++++ Exercise materials ++++
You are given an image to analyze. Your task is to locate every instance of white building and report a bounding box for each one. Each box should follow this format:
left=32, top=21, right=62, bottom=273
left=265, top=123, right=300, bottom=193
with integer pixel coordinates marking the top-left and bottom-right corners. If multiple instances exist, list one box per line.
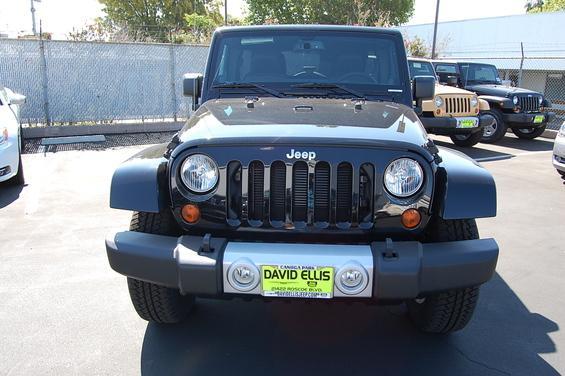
left=398, top=8, right=565, bottom=119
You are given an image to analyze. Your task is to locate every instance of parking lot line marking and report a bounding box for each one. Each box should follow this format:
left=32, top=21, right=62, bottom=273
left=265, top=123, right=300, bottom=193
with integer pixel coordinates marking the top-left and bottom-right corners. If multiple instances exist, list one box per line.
left=475, top=154, right=515, bottom=162
left=515, top=150, right=553, bottom=157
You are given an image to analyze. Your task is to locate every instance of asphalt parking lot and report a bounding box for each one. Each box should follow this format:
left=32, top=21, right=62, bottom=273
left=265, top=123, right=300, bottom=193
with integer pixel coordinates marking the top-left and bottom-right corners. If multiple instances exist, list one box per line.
left=0, top=135, right=565, bottom=375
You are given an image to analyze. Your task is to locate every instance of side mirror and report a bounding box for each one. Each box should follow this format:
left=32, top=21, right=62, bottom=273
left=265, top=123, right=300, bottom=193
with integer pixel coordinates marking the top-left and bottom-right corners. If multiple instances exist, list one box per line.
left=447, top=76, right=459, bottom=86
left=412, top=76, right=436, bottom=102
left=182, top=73, right=202, bottom=110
++++
## Short exercise
Write out all of the data above again, changing every "bounding box" to "outline rectangle" and keeping everything else the same. Leave out the pictures.

## Exercise response
You are given an image to analyze. Your task is to locate every instance of white building and report a outline rectangle for each one. Each box should follow this format:
left=32, top=21, right=62, bottom=273
left=265, top=123, right=300, bottom=193
with integer pixel coordinates marking the top-left and bottom-right corners. If multiple instances exist, list one box per line.
left=398, top=8, right=565, bottom=119
You are given an image to analyze. Your task is to locate every instance of parking lot line marking and report a outline rectangle for each one. Each box should follow this format:
left=32, top=21, right=62, bottom=273
left=265, top=123, right=300, bottom=193
with integer pixel coordinates marking the top-left and bottom-right corners. If multiple instances exist, list one box per line.
left=475, top=154, right=515, bottom=162
left=515, top=150, right=553, bottom=157
You are given an image to analyze. Your task is to locate every instance of asphalt parking lot and report a outline rectangle for each one. Each box should follow this format:
left=32, top=21, right=62, bottom=273
left=265, top=123, right=300, bottom=193
with integer pixel coordinates marking the top-left and bottom-right corners. If multiple instances exist, list one box per line.
left=0, top=135, right=565, bottom=375
You are given an image to analyze. Your task is to locate every instance of side mirror and report a outline rectangle for each one. Each box should follow this format:
left=32, top=21, right=62, bottom=273
left=265, top=123, right=300, bottom=193
with integer pixel coordinates marking the top-left and bottom-right corners. If multiple instances exist, list one box per line.
left=447, top=76, right=459, bottom=86
left=412, top=76, right=436, bottom=102
left=182, top=73, right=202, bottom=110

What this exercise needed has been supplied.